Job:
Reproduce every line of the material, starting at the line that contains "Check that each instance of the low-rise" and continuing through the end of the material. Offset each coordinate value in the answers by adding 133, and leave all other text unchanged.

[Entries listed in a dataset]
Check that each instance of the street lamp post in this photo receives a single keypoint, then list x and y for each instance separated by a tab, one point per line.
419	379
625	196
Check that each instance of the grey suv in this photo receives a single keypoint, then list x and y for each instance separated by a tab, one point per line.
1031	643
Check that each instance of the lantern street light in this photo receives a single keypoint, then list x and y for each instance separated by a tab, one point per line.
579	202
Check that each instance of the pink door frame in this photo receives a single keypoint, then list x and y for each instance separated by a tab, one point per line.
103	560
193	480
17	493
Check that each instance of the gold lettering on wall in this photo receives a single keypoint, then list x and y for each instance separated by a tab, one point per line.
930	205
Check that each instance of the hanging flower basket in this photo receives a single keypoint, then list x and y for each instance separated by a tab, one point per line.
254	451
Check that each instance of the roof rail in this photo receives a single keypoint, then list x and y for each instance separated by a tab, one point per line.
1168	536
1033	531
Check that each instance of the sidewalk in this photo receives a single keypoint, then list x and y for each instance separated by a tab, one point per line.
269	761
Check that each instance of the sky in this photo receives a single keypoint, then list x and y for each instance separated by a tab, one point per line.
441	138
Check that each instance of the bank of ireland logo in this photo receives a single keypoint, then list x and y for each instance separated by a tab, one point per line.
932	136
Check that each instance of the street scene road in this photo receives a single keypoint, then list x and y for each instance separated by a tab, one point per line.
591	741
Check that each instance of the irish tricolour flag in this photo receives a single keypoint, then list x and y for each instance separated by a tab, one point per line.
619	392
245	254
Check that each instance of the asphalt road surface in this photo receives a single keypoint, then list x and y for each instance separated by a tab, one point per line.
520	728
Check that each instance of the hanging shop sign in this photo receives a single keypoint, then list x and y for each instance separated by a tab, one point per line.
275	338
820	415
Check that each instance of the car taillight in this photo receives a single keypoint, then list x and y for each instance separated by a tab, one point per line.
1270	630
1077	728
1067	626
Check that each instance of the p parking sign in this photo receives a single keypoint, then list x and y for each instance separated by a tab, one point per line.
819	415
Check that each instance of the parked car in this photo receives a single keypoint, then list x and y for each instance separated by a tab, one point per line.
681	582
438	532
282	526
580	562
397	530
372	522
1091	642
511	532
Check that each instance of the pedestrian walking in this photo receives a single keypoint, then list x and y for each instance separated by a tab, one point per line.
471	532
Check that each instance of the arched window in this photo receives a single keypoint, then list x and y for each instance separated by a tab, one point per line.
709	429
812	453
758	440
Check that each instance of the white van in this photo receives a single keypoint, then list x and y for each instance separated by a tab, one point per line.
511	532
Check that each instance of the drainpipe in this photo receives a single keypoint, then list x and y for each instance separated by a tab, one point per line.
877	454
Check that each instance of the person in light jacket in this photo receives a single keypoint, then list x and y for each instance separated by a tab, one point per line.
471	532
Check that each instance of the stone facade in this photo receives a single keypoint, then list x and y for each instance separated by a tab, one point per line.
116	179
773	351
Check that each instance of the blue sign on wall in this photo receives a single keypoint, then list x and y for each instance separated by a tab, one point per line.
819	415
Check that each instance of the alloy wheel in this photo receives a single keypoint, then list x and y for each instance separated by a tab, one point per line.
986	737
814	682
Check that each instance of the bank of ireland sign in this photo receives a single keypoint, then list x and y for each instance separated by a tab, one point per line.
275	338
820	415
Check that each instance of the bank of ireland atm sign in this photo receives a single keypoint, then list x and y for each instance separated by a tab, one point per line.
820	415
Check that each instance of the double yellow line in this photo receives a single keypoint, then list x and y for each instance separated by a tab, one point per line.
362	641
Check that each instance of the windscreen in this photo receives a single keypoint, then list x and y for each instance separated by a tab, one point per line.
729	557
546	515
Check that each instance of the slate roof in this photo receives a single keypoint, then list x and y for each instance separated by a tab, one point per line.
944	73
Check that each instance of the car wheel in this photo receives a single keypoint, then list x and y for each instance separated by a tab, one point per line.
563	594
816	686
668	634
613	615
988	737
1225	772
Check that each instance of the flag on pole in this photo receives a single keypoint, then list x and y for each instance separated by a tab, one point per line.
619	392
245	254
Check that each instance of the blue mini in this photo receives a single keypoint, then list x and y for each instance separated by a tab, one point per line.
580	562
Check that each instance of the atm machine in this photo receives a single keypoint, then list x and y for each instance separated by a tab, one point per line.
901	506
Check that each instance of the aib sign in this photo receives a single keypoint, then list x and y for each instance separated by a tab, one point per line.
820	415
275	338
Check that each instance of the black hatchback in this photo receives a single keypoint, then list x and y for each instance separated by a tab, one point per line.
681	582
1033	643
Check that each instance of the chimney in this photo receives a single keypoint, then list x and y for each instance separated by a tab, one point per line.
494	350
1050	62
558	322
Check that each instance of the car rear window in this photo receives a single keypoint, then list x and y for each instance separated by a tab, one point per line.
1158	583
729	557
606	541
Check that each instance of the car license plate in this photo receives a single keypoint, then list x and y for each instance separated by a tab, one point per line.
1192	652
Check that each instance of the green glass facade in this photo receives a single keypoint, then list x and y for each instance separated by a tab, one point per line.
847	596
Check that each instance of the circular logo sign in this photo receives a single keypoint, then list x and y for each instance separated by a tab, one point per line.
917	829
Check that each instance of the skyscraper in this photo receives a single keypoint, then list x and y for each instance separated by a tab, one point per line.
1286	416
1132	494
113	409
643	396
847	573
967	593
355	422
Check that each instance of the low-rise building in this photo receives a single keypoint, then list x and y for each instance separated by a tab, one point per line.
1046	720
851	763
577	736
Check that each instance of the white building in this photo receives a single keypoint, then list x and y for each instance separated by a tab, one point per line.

Task result:
Check that each instance of the low-rise building in this photo receives a single keypoint, then list x and y for each instance separated by a tab, one point per line.
1179	853
984	896
710	869
Check that each instance of the white building in this photo receives a single keypoint, then list x and y for each instance separated by a tab, one point per line.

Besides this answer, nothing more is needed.